▶ _EXTRACTED DATA_:
......
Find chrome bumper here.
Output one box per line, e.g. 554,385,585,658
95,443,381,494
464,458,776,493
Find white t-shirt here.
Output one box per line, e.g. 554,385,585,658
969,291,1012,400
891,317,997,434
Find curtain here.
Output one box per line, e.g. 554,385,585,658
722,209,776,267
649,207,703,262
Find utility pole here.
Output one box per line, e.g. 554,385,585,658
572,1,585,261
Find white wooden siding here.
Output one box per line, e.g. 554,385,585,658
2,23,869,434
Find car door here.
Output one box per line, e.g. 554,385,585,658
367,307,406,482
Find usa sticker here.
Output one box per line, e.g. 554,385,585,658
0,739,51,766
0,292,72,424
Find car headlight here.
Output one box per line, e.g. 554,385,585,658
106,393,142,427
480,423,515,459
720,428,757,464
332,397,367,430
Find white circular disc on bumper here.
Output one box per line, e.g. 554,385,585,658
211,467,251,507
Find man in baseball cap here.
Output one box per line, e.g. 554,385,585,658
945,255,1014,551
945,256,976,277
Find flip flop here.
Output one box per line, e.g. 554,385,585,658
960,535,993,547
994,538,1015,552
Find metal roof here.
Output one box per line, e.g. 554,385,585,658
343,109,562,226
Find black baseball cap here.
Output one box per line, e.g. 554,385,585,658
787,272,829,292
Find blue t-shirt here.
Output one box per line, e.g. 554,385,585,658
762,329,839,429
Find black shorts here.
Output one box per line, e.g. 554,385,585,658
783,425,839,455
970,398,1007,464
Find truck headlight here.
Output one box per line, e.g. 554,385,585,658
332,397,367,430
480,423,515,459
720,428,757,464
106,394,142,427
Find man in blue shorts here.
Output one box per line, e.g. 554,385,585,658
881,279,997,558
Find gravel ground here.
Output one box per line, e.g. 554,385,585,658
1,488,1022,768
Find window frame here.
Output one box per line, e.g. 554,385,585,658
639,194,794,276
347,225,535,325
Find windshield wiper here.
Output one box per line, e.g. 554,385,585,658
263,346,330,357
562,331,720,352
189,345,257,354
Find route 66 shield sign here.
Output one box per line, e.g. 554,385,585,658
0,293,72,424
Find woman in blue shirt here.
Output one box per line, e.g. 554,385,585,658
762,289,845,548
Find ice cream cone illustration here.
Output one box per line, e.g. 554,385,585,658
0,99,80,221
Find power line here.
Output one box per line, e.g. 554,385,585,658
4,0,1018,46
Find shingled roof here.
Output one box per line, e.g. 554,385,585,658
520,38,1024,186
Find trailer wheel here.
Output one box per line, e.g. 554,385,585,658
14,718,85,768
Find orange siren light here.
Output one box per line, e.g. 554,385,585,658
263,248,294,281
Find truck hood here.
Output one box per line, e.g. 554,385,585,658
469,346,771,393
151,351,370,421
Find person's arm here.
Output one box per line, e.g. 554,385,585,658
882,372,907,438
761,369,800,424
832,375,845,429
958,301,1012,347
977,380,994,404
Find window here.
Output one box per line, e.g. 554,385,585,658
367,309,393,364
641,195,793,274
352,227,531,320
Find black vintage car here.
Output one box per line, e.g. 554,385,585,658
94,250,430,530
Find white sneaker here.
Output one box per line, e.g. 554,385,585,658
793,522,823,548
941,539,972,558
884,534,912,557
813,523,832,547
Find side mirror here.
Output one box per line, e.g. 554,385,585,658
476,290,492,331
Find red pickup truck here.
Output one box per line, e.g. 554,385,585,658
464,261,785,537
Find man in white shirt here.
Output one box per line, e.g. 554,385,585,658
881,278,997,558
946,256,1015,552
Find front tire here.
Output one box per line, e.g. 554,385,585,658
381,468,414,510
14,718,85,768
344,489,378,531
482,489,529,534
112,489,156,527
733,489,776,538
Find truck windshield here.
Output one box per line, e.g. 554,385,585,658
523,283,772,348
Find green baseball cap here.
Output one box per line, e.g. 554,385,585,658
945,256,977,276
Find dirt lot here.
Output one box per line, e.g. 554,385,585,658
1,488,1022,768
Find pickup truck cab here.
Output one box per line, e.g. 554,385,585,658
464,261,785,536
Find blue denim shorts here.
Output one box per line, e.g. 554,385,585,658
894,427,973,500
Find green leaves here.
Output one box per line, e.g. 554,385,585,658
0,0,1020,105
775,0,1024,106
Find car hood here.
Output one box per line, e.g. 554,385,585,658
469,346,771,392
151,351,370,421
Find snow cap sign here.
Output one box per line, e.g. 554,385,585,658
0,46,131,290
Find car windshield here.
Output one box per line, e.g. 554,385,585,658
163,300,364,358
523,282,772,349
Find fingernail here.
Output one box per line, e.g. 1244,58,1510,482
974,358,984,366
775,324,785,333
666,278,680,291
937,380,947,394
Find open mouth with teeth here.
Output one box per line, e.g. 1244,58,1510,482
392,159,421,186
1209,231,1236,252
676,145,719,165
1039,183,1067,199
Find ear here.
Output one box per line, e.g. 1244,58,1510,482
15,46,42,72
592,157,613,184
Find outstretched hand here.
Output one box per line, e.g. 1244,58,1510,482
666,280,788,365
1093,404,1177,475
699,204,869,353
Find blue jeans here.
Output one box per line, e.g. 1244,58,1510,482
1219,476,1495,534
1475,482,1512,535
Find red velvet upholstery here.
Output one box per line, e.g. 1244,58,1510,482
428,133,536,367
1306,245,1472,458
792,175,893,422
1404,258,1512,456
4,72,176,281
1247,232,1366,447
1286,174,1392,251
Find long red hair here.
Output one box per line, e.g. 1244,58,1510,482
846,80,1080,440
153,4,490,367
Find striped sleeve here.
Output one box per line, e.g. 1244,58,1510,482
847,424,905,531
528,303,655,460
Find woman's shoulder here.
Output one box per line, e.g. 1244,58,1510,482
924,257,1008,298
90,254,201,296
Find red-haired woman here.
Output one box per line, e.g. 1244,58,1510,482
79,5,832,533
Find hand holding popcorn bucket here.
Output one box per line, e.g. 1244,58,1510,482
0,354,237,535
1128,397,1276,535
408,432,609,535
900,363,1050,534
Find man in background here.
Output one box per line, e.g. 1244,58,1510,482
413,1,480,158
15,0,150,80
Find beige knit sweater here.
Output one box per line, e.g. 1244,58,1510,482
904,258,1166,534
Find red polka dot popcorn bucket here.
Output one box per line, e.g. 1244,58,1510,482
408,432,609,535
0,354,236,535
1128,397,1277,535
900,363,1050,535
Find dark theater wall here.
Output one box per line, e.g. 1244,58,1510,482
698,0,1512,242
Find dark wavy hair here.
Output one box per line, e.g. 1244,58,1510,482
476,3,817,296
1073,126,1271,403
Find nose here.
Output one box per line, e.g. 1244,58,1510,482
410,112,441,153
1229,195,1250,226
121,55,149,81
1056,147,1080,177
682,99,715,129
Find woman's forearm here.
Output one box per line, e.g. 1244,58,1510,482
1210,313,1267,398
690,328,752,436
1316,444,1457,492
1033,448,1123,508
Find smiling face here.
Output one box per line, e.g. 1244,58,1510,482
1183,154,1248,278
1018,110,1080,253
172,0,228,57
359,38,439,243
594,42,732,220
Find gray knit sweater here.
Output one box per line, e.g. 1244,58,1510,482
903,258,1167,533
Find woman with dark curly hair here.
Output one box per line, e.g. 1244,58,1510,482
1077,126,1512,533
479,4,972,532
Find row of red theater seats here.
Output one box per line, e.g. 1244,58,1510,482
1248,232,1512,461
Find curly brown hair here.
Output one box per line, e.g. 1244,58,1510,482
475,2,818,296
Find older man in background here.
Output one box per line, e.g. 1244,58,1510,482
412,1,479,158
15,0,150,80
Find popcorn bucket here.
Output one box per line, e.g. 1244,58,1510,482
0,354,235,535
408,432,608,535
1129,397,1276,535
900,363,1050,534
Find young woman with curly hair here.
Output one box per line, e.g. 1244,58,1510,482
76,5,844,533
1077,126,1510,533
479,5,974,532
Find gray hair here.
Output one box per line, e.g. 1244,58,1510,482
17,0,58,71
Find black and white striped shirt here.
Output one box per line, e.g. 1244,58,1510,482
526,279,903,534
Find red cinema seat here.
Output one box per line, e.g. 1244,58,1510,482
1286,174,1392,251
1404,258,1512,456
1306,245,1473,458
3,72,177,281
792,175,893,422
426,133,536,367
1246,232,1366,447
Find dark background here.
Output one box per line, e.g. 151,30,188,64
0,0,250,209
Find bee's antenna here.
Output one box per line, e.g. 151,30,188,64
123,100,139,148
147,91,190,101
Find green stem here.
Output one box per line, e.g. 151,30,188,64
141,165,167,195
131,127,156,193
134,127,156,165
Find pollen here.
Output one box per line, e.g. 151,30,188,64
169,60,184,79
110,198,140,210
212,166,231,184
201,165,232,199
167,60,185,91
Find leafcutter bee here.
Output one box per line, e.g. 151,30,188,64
......
▶ _WHAT IS NEEDED_: An exact copy of the lines above, from the one containing "Find white t-shirt here." through the one containing "Find metal roof here.", is the whole of the answer.

▶ _SOLUTION_:
Find white t-shirt here.
Output one box per line, e.g. 554,385,585,658
969,291,1012,400
891,317,997,434
Find curtain here.
Output one box per line, e.g. 554,385,585,658
722,209,776,267
649,207,703,262
Find utility pole here.
Output one box per line, e.g. 554,385,585,658
572,1,585,261
Find white wooden siding here.
Output one box per line, e.g. 554,385,585,658
2,23,869,434
Find car door here.
Output one box per line, e.g. 554,385,585,658
367,307,406,482
Find usa sticker here.
Output one box per line, e.g. 554,385,585,658
0,739,51,766
0,292,72,424
Find car headlight here.
Output one box per line, e.g. 554,385,585,658
106,393,142,427
480,423,515,459
720,428,757,464
332,397,367,430
Find white circular disc on bumper here.
Output one box per line, e.g. 554,385,585,658
211,467,251,507
Find man in baseball cap here.
Output one box per line, e.g. 554,385,585,658
945,255,1014,551
945,256,976,277
Find flip flop here.
Output one box per line, e.g. 554,385,585,658
960,535,993,547
994,538,1015,552
Find metal roof here.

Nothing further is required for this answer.